WHAT IS REQUIRED:
Please present all the rows below as a numbered list, leaving out any blank lines.

SUPPLIED DATA:
>> begin

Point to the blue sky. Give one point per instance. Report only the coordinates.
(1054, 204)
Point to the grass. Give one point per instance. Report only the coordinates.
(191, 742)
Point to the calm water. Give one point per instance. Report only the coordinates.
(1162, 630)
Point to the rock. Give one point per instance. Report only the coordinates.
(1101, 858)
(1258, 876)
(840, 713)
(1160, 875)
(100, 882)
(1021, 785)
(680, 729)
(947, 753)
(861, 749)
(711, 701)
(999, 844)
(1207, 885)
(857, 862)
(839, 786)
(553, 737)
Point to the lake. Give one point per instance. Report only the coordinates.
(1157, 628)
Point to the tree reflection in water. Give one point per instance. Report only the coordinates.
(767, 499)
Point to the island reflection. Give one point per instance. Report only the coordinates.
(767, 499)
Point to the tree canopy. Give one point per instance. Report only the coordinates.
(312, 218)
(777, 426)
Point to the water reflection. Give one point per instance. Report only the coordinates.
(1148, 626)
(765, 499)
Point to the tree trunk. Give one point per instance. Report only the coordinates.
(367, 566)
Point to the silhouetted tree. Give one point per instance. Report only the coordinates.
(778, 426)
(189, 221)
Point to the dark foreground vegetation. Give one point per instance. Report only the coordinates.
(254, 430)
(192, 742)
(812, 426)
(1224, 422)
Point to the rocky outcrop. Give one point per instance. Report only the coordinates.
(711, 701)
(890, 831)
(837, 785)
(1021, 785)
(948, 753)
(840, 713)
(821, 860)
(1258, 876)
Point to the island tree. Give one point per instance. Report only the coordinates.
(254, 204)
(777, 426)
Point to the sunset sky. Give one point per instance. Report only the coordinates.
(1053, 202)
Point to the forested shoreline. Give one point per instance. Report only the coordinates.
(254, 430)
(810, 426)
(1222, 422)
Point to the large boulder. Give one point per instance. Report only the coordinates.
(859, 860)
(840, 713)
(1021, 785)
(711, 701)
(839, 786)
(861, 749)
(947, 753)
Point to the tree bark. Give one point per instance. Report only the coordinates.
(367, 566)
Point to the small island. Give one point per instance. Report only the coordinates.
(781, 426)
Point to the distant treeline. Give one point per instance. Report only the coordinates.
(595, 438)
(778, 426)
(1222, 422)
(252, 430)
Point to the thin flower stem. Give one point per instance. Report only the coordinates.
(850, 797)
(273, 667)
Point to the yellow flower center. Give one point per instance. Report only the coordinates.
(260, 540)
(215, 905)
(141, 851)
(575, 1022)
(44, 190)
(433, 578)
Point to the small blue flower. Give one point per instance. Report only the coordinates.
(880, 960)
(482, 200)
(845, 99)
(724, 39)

>> end

RESPONSE FOR THIS EXERCISE:
1. Point to the blue sky. Give one point per instance. Report only the coordinates.
2. (1054, 204)
3. Point to the grass. Give one point per instance. Report only the coordinates.
4. (191, 742)
5. Point to the calm water. Give one point per instance. Report only the coordinates.
6. (1162, 630)
7. Point to the rock. Give one point per instance. Report only the coordinates.
8. (1101, 858)
9. (1258, 876)
10. (840, 713)
11. (1160, 875)
12. (100, 882)
13. (1021, 785)
14. (680, 729)
15. (947, 753)
16. (861, 749)
17. (711, 701)
18. (999, 844)
19. (1207, 885)
20. (857, 862)
21. (839, 786)
22. (553, 737)
23. Point to the lake. Give one point per instance. Report only the coordinates.
24. (1157, 628)
25. Point to the tree reflection in water. Give one point per instance. Report only the coordinates.
26. (767, 499)
27. Point to the island reflection. Give one point per instance. Report only the coordinates.
28. (767, 499)
29. Point to the tree canopy. Give one point per instance. Report only the coordinates.
30. (312, 218)
31. (777, 426)
32. Point to the water reflection. Give one point per instance. Report only the coordinates.
33. (1148, 626)
34. (765, 499)
35. Point to the tree trunk. Give one point per instance. Report only the coordinates.
36. (367, 566)
37. Point to the silhouetted tree. Give one point per instance. Report only the coordinates.
38. (778, 426)
39. (189, 221)
40. Point to the dark foreground vegetation. Give one point per instance. Report only the coordinates.
41. (254, 430)
42. (192, 742)
43. (812, 426)
44. (1224, 422)
45. Point to the rocky outcrop. Give one point per instance. Report only the coordinates.
46. (711, 701)
47. (890, 831)
48. (837, 785)
49. (1021, 785)
50. (948, 753)
51. (840, 713)
52. (821, 860)
53. (1258, 876)
54. Point to the island tree. Give one point per instance. Report only the coordinates.
55. (254, 204)
56. (777, 426)
57. Point to the sunset sky. Give one point per instance. Report only the coordinates.
58. (1053, 202)
59. Point to the forested shoreline. Give one point per instance. Report only the coordinates.
60. (254, 430)
61. (810, 426)
62. (1222, 422)
63. Point to the large boulder. Give one point per instance. Report only the coordinates.
64. (859, 860)
65. (840, 713)
66. (1021, 785)
67. (711, 701)
68. (839, 786)
69. (861, 749)
70. (947, 753)
71. Point to the tree bark. Give one point per instance. Report only the coordinates.
72. (367, 566)
73. Point to the small island. Give one point per instance. Report only the coordinates.
74. (781, 426)
75. Point to the distant treeline. Give one point per instance. Report only the coordinates.
76. (595, 438)
77. (778, 426)
78. (1222, 422)
79. (252, 430)
80. Point to the thin flower stem. Give one point per instance. Report only the coordinates.
81. (850, 797)
82. (273, 667)
83. Point to the yellow flower center. Give one point per instance. Report only the coordinates.
84. (260, 540)
85. (215, 905)
86. (141, 851)
87. (575, 1022)
88. (44, 190)
89. (433, 578)
90. Point to the small blue flower. Give one point per instance. Report only the coordinates.
91. (880, 960)
92. (482, 200)
93. (845, 99)
94. (724, 39)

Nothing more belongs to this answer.